EXERCISE TASK A: Find every line in the listing below that contains the word "outline" and copy each such line.

[Begin SELECTED EXCERPT]

Re: WIP Patch: Add a function that returns binary JSONB as a bytea

From: Stephen Frost <sfrost(at)snowman(dot)net>
To: Merlin Moncure <mmoncure(at)gmail(dot)com>
Cc: Tom Lane <tgl(at)sss(dot)pgh(dot)pa(dot)us>, Andres Freund <andres(at)anarazel(dot)de>, Andrew Dunstan <andrew(dot)dunstan(at)2ndquadrant(dot)com>, kevinvan(at)shift(dot)com, PostgreSQL-development <pgsql-hackers(at)postgresql(dot)org>
Subject: Re: WIP Patch: Add a function that returns binary JSONB as a bytea
Date: 2018-11-02 19:34:50
Message-ID: 20181102193450.GS4184@tamriel.snowman.net
Views: Raw Message | Whole Thread | Download mbox | Resend email
Thread:
Lists: pgsql-hackers

Greetings,

* Merlin Moncure (mmoncure(at)gmail(dot)com) wrote:
> On Fri, Nov 2, 2018 at 11:15 AM Stephen Frost <sfrost(at)snowman(dot)net> wrote:
> > * Merlin Moncure (mmoncure(at)gmail(dot)com) wrote:
> > > I'll still stand other point I made though; I'd
> > > really want to see some benchmarks demonstrating benefit over
> > > competing approaches that work over the current formats. That should
> > > frame the argument as to whether this is a good idea.

[End SELECTED EXCERPT]
[Begin TASK DATA]

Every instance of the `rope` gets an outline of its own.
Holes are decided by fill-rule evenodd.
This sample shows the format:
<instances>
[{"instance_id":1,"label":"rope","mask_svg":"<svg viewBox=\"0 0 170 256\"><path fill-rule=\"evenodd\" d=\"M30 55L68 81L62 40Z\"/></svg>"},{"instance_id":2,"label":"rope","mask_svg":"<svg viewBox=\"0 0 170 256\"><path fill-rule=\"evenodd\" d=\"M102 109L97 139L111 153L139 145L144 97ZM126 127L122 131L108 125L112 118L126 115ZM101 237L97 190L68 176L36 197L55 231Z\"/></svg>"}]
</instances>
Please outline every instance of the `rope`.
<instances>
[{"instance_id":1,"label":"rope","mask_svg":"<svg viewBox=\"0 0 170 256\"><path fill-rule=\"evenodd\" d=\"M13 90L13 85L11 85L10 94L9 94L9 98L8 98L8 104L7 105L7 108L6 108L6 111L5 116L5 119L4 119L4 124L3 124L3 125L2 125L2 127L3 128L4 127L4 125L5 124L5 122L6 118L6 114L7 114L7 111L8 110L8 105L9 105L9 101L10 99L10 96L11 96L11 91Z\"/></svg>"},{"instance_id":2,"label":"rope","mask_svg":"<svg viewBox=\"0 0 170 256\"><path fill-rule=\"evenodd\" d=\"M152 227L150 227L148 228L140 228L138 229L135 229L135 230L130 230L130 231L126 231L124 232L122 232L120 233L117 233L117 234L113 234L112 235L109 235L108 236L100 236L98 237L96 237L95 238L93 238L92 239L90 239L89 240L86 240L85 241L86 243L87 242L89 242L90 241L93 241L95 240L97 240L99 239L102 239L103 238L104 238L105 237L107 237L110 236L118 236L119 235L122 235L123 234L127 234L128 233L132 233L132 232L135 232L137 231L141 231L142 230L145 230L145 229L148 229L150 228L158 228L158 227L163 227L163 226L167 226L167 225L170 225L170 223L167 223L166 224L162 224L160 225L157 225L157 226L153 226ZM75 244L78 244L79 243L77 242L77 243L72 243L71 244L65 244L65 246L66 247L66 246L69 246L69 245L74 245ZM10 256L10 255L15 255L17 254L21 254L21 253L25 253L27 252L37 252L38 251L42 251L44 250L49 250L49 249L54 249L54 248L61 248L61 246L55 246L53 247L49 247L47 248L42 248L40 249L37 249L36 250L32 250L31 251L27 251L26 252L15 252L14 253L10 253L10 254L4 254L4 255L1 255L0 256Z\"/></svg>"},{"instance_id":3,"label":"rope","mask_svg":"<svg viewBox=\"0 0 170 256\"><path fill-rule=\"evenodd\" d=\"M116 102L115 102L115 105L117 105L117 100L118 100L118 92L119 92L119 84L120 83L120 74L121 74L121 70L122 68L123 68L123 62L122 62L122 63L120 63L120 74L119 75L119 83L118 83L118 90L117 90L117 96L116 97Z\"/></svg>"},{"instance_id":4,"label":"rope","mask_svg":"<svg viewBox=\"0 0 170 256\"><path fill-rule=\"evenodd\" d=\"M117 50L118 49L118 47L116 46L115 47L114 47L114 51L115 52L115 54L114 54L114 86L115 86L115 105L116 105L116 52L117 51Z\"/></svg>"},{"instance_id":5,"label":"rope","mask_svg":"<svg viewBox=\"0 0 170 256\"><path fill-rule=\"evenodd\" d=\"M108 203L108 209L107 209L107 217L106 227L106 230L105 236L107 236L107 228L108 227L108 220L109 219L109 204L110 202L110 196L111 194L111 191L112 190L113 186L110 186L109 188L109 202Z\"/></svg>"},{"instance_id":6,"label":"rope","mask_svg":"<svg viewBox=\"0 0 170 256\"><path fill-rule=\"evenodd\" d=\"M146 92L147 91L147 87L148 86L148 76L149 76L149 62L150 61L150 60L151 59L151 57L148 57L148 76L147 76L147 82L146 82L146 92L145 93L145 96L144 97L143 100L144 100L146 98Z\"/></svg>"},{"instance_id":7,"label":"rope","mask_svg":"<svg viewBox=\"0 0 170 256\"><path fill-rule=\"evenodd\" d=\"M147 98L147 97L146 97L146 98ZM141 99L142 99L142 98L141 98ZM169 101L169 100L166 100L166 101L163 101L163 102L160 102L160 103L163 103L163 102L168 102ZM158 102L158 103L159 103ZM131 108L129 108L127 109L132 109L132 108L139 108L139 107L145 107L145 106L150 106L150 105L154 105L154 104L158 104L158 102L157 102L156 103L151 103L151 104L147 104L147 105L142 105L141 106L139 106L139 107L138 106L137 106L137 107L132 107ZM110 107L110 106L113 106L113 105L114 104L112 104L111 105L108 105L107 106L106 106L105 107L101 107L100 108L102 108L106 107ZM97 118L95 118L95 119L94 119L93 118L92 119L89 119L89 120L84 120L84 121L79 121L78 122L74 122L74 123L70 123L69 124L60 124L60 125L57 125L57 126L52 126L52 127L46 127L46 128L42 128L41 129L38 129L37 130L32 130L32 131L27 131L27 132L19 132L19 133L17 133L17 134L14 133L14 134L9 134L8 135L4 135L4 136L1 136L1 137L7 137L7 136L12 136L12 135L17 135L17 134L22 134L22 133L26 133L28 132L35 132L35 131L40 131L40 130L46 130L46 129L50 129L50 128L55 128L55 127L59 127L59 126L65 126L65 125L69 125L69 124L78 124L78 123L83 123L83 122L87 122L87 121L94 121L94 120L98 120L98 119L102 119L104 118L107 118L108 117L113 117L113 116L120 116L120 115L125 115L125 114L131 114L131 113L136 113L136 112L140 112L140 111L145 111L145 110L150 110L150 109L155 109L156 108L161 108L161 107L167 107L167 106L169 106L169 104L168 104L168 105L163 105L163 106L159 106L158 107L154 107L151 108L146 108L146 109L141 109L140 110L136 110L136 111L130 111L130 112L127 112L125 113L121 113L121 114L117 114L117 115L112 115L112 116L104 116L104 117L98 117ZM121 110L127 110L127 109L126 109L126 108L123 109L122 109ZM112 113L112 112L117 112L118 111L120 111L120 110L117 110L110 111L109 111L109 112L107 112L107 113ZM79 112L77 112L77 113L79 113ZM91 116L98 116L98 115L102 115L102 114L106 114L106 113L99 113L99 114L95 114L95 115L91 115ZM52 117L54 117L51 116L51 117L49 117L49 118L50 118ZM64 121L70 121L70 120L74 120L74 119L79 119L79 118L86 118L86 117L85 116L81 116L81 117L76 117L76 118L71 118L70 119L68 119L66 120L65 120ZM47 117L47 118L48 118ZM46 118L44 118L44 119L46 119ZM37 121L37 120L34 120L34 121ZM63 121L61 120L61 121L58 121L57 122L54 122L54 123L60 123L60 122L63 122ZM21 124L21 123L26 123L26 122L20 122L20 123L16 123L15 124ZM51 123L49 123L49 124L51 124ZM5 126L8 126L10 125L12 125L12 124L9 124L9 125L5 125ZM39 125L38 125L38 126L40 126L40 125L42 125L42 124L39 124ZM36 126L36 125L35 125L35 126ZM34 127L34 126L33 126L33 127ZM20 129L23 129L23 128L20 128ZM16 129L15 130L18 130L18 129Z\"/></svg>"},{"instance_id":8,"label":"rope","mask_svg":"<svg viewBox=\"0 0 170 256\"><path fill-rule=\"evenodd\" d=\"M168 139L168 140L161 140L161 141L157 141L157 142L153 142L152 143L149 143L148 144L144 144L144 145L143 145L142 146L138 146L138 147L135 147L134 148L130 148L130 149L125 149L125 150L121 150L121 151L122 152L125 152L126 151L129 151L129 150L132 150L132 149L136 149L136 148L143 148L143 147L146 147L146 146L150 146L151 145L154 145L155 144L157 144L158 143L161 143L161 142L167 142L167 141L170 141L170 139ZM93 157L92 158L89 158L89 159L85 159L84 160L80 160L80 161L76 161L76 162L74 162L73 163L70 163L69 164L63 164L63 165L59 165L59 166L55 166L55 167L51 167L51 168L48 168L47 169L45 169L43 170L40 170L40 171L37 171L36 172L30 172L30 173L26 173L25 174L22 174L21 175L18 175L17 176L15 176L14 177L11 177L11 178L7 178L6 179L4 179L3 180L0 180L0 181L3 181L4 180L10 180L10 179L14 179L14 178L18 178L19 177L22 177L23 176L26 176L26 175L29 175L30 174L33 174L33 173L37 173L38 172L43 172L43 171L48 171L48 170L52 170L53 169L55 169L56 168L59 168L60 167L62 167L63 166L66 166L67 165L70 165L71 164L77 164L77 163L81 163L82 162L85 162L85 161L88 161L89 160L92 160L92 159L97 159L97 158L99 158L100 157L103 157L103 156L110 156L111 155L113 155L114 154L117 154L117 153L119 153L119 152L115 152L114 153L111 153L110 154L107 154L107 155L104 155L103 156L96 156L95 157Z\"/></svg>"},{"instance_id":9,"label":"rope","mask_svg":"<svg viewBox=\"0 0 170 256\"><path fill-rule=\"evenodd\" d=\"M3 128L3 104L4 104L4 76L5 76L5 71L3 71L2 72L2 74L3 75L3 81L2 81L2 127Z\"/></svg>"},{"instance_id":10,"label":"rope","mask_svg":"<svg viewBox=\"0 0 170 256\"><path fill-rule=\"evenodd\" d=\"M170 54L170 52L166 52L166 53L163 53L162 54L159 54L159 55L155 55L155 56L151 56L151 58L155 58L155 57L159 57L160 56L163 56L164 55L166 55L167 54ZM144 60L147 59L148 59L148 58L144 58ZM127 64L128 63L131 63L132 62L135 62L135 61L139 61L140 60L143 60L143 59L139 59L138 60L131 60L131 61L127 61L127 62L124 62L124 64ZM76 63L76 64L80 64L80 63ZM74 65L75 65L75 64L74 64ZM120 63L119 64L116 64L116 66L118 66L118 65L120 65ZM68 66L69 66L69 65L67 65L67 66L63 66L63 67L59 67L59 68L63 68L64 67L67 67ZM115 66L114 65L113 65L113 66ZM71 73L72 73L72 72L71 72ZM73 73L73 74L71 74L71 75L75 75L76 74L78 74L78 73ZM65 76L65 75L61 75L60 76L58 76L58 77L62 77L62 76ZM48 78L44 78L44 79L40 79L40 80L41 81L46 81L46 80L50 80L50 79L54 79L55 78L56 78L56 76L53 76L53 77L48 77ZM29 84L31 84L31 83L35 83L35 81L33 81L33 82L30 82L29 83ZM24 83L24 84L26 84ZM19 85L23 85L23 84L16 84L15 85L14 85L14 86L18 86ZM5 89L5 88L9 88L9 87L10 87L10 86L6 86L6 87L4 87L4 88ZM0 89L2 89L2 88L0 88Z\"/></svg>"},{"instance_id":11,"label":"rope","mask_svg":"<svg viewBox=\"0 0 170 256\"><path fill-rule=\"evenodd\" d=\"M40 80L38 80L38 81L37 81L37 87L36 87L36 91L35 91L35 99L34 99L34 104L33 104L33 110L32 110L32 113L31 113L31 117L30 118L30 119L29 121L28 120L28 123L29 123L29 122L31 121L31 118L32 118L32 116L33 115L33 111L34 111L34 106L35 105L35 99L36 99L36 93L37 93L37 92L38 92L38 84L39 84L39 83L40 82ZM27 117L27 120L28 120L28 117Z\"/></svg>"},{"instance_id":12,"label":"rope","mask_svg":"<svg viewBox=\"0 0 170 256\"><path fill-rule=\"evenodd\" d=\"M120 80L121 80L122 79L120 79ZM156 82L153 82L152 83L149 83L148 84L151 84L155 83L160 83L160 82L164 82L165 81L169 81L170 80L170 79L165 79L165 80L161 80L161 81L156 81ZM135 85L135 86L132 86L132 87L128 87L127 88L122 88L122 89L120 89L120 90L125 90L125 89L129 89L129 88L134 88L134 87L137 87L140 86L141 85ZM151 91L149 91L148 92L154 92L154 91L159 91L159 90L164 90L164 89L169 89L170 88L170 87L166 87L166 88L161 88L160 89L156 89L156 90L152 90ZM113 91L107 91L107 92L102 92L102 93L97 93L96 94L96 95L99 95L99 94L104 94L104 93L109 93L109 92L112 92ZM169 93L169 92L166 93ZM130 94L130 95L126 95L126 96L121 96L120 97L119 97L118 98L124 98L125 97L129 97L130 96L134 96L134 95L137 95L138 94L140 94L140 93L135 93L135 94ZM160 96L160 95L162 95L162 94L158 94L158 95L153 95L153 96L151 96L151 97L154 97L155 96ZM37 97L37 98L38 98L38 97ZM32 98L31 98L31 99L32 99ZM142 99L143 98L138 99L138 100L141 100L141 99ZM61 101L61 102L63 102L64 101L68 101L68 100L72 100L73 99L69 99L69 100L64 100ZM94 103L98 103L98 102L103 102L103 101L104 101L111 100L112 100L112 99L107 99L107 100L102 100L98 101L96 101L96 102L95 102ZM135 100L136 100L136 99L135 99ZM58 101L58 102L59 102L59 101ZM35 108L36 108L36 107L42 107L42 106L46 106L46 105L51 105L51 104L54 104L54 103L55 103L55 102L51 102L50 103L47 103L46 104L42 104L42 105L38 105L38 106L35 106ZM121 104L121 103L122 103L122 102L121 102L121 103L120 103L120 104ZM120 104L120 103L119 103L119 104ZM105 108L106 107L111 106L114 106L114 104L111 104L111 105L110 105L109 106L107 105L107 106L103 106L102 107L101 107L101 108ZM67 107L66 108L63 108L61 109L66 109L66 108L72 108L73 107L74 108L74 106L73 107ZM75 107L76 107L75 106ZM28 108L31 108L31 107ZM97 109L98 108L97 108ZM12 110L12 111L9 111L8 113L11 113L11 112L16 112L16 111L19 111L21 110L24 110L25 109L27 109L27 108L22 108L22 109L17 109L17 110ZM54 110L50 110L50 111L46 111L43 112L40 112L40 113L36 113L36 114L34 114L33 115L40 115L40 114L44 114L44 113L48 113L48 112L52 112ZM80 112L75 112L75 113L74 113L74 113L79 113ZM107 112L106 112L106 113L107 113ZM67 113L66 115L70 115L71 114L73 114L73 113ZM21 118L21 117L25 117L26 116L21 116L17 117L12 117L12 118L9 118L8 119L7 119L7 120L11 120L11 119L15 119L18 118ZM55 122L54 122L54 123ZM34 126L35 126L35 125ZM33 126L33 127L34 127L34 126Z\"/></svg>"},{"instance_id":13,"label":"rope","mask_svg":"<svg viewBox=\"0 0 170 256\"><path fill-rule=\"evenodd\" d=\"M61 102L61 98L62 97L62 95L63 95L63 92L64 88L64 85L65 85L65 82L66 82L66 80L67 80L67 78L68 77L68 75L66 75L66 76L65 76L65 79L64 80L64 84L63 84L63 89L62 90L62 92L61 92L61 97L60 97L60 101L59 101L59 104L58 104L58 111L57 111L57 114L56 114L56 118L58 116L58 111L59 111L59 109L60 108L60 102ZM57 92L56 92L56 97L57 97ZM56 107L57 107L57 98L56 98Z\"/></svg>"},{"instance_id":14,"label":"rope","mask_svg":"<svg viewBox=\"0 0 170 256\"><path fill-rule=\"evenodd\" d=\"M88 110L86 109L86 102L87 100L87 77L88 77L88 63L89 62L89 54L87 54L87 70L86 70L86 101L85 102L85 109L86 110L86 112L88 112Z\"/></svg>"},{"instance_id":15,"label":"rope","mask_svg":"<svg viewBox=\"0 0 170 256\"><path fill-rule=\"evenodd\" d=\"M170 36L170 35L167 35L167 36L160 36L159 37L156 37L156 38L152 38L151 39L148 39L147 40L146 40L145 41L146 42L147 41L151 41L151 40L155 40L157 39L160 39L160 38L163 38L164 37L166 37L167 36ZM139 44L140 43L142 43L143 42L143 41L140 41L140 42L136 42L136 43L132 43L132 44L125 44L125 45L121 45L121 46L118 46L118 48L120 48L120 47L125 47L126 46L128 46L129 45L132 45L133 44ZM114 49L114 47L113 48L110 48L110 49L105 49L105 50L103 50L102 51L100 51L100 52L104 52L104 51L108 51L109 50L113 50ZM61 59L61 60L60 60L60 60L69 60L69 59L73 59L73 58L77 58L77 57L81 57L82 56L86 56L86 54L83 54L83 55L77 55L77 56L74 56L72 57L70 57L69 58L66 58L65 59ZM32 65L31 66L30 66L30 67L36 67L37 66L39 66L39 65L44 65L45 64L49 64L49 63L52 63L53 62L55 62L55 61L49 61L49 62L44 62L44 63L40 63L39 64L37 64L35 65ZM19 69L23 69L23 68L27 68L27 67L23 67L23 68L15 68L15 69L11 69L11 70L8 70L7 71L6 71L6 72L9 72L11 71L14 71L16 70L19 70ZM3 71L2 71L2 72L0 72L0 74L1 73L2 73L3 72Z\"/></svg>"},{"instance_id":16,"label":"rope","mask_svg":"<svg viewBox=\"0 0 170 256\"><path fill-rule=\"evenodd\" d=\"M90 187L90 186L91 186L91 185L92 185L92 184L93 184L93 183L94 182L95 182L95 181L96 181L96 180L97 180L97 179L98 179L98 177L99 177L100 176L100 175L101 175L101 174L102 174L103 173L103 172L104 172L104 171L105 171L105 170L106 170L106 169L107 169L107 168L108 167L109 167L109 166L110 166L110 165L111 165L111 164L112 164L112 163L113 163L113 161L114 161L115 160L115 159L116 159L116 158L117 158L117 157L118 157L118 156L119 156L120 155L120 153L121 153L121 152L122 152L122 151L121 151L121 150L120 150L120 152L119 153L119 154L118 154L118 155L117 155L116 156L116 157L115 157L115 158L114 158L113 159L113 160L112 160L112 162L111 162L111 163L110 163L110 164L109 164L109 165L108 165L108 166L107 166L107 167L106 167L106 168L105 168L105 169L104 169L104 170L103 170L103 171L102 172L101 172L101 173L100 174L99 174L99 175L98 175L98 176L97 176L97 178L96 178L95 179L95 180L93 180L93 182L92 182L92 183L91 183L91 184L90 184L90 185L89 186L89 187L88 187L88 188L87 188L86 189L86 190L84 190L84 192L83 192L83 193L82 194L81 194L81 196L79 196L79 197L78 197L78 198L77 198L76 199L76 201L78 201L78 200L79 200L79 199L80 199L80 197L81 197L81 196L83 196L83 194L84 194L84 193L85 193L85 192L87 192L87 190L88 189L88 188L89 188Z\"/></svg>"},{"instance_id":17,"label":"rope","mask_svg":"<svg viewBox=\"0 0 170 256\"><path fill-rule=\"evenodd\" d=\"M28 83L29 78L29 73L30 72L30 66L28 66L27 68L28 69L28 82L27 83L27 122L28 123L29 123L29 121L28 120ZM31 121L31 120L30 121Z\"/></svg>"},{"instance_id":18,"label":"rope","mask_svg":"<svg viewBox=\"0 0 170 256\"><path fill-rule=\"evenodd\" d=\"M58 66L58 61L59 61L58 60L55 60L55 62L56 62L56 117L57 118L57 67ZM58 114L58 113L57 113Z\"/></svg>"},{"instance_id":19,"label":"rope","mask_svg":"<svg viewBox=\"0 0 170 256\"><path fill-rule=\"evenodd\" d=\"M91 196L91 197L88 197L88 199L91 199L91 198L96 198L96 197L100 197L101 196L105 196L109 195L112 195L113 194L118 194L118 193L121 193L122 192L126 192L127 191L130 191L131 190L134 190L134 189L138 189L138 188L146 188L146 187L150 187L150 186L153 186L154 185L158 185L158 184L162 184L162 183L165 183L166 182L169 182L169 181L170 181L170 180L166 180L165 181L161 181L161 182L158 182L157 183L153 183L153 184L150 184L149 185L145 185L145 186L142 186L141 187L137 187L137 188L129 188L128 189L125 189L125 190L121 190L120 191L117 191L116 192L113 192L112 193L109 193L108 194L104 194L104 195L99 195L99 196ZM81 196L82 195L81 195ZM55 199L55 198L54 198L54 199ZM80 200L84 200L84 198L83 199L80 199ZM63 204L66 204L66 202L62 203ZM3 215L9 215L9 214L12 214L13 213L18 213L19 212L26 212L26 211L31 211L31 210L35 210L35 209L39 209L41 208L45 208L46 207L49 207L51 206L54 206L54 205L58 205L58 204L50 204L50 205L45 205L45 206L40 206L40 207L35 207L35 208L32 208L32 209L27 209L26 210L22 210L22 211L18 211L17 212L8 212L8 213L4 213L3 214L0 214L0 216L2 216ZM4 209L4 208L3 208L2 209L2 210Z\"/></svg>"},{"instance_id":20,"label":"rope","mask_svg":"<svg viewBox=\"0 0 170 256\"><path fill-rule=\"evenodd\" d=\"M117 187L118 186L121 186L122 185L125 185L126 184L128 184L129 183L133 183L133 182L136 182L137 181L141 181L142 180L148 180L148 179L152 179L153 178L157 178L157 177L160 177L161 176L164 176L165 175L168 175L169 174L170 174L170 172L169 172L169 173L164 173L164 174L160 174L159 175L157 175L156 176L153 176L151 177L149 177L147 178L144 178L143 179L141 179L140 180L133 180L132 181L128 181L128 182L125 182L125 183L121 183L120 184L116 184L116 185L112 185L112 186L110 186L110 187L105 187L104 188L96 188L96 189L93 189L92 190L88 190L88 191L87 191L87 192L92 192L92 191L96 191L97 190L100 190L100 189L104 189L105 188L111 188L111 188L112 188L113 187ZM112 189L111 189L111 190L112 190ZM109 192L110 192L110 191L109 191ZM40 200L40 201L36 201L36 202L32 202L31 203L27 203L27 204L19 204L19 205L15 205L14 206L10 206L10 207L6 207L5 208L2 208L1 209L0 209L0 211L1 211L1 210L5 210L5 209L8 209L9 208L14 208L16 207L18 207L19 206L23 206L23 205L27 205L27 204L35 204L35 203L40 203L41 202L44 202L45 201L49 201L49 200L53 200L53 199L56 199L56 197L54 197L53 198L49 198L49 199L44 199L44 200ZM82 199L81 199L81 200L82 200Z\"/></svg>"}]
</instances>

[End TASK DATA]

EXERCISE TASK B: Translate into French the following sentence from the mailing-list reply about the binary JSONB patch above: "That should frame the argument as to whether this is a good idea."

EXERCISE OUTPUT A:
Every instance of the `rope` gets an outline of its own.
Please outline every instance of the `rope`.

EXERCISE OUTPUT B: Cela devrait cadrer le débat quant à savoir s'il s'agit d'une bonne idée.